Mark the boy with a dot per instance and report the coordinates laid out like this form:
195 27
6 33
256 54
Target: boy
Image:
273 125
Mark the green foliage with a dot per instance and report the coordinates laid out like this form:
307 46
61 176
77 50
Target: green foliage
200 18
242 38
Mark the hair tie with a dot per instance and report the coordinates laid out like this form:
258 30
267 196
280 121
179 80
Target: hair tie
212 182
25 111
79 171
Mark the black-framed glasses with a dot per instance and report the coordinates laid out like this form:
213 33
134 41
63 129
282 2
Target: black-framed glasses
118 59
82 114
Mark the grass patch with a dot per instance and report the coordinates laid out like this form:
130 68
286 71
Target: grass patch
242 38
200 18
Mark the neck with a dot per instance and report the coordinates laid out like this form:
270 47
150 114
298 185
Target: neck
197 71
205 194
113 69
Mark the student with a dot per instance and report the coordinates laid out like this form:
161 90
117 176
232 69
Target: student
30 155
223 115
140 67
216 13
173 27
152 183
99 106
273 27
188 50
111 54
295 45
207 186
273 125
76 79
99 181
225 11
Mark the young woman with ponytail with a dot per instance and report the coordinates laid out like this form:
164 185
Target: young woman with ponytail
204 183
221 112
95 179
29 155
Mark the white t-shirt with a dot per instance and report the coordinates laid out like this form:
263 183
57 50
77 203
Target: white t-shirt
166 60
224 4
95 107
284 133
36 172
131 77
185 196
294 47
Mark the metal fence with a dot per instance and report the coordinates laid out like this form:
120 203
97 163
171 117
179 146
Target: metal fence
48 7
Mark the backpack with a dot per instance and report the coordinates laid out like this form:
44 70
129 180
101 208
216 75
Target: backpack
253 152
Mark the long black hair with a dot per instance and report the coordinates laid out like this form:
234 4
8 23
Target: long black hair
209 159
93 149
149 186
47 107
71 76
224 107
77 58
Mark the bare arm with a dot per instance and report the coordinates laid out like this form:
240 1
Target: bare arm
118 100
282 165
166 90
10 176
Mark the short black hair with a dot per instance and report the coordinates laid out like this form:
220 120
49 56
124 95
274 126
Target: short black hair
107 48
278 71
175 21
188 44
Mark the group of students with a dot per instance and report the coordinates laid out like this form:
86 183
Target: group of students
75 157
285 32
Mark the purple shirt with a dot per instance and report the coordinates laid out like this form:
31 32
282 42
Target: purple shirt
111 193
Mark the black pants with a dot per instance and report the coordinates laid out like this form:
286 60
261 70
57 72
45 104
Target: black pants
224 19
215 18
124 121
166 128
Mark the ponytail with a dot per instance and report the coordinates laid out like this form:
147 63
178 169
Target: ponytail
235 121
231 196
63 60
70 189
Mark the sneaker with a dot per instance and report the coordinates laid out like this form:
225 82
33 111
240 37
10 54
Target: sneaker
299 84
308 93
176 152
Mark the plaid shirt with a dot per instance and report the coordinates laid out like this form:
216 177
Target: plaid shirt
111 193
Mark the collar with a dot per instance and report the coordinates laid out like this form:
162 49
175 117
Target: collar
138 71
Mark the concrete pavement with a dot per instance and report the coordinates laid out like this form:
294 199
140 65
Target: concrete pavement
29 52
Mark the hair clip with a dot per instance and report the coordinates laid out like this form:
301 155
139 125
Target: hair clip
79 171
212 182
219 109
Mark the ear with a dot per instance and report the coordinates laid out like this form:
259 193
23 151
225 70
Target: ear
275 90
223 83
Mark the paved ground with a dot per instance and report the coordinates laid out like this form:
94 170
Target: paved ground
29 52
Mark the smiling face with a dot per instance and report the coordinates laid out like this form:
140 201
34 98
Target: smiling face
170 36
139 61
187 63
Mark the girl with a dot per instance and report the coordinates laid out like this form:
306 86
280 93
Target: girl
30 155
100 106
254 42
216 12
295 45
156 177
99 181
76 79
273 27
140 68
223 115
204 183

- - -

= LE TUE ISTRUZIONI =
Restituisci tutte le righe riportate sopra, dalla prima all'ultima, senza alcuna modifica.

= RISPOSTA =
Mark the boy with a dot per instance and report the coordinates laid out like this form:
195 27
6 33
256 54
Target: boy
Image:
273 125
Mark the green foliage with a dot per instance and report the coordinates laid out like this form:
307 46
61 176
77 50
Target: green foliage
200 18
242 38
Mark the hair tie with a dot per instance and report the coordinates laid out like this form:
258 30
267 196
280 121
179 80
Target: hair tie
212 182
25 111
79 171
Mark the black-framed glasses with a dot per instance and report the coordinates laid out like this form:
213 33
134 41
63 129
282 2
Target: black-framed glasses
118 59
82 114
Mark the grass patch with a dot per instance and report the coordinates laid out like this form:
130 68
286 71
Target: grass patch
242 38
200 18
Mark the neck with a dot per instance and report the coordinates laid out like this form:
270 47
150 114
298 185
Target: neck
197 71
205 194
113 69
Mark the student with a dot per instance and report the coordinates laid out like this form:
161 90
117 176
232 69
Target: student
30 155
223 115
140 67
216 13
173 27
152 183
99 106
273 27
188 50
111 54
295 45
207 186
273 125
76 79
99 181
225 11
Mark the young woman with ponytail with a dot per instance and report the coordinates laid out like this form:
164 185
Target: young woman with ponytail
204 183
221 112
95 179
29 155
Mark the white t-shirt with a dot per instance and report the coordinates laid out like this form:
263 183
57 50
77 203
Target: white t-shirt
166 60
224 4
95 107
284 133
36 172
131 77
185 196
294 47
Mark the metal fence with a dot per instance and report the coordinates laid out like this form:
120 203
97 163
171 117
179 146
Target: metal fence
48 7
Mark the backpack with a dot per instance and report the coordinates laid out like this form:
44 70
129 180
101 208
216 75
Target: backpack
253 152
Mark the long black hair with a dot per instance and report the coordinates laid out like this form:
234 4
8 23
Target: long black hair
209 159
93 149
149 186
47 107
71 76
224 107
77 58
Mark the bare arm with a dot per instance and report the coordinates laid out like this form:
240 1
Target: bare arm
118 100
282 165
166 90
10 176
Mark the short black hair with a dot per instance and report the coordinates laid out like this form:
220 120
49 56
124 95
274 126
Target: short black hair
107 48
278 71
175 21
188 44
Mark the group of students with a dot per instance and report the coordinates laid out like this form:
86 183
Target: group of students
75 157
285 32
Mark the purple shirt with a dot per instance and report the coordinates laid out like this form:
31 32
282 42
Target: purple shirt
111 193
Mark the black pants with a dot per instance and report the coordinates laid out like this form:
286 60
261 70
57 72
45 104
Target: black pants
224 19
215 18
124 121
166 128
Mark the ponytail with a dot per instance and report the coordinates laid out like this form:
147 63
178 169
Target: ponytail
235 121
231 196
63 60
70 189
Mark the sneaker with a dot per instance and report the coordinates laid out like this form:
225 82
33 111
240 37
10 54
Target: sneaker
299 84
308 93
176 152
Mark the plaid shirt with a dot per instance and report the coordinates laid out like this form:
216 177
Target: plaid shirt
111 193
Mark the collar with a dot per instance and report the coordinates laid out like this form:
162 49
175 117
Target: collar
138 71
Mark the concrete pavement with a dot per instance and report the coordinates laid out like this form:
294 199
140 65
Target: concrete pavement
29 52
Mark the hair clip with a dot per instance and report the coordinates laid out like this form:
301 155
139 125
Target: hair clip
79 171
212 182
219 109
Mark the ear with a dot per instance and report the coordinates laid out like this form:
259 193
23 151
225 70
Target: ear
275 90
223 83
Mark the paved ground with a dot per instance and report the coordinates laid out like this form:
94 170
Target: paved ground
29 52
Mark the smiling face with a dot per instance and report the coordinates laid out like this form:
140 201
34 98
Target: smiling face
170 36
139 61
187 63
Mark the girl with a dot per instance and report the coordinates laid out like this form:
306 86
280 93
Target: girl
30 155
100 106
254 42
216 12
295 45
156 177
99 181
76 79
273 27
140 68
223 115
204 183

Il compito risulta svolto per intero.